[start of RECORDED DATA]

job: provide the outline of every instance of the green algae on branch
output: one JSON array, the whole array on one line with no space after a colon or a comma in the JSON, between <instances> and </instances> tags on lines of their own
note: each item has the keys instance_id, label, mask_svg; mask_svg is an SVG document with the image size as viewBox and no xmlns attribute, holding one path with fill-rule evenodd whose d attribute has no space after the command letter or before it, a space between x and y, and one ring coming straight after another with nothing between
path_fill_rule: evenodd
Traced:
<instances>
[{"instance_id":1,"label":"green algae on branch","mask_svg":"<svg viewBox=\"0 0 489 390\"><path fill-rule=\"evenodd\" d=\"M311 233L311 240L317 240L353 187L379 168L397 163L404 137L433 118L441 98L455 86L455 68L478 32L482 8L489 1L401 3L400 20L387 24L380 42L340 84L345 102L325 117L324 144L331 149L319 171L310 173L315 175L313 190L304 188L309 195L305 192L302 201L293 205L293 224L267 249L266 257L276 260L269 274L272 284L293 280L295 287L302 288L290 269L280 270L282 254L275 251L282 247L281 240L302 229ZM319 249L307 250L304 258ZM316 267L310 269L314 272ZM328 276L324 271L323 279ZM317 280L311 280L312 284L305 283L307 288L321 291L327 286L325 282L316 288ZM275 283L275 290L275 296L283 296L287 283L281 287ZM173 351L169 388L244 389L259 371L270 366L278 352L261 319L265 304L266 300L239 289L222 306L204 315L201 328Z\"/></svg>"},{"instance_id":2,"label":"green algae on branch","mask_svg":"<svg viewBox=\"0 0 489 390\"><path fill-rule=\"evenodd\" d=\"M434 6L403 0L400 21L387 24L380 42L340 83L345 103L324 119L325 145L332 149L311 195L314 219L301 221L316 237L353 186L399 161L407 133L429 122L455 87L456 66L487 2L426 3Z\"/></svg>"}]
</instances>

[end of RECORDED DATA]

AIM OF THE EXERCISE: Rewrite the data from its first line through the line containing "output: one JSON", both included, with "twig" in place of "branch" and nothing else altered. Give only those lines.

RESULT OF THIS TASK:
job: provide the outline of every instance of the green algae on twig
output: one JSON array, the whole array on one line with no space after a colon or a comma in the JSON, between <instances> and </instances> tags on lines of their own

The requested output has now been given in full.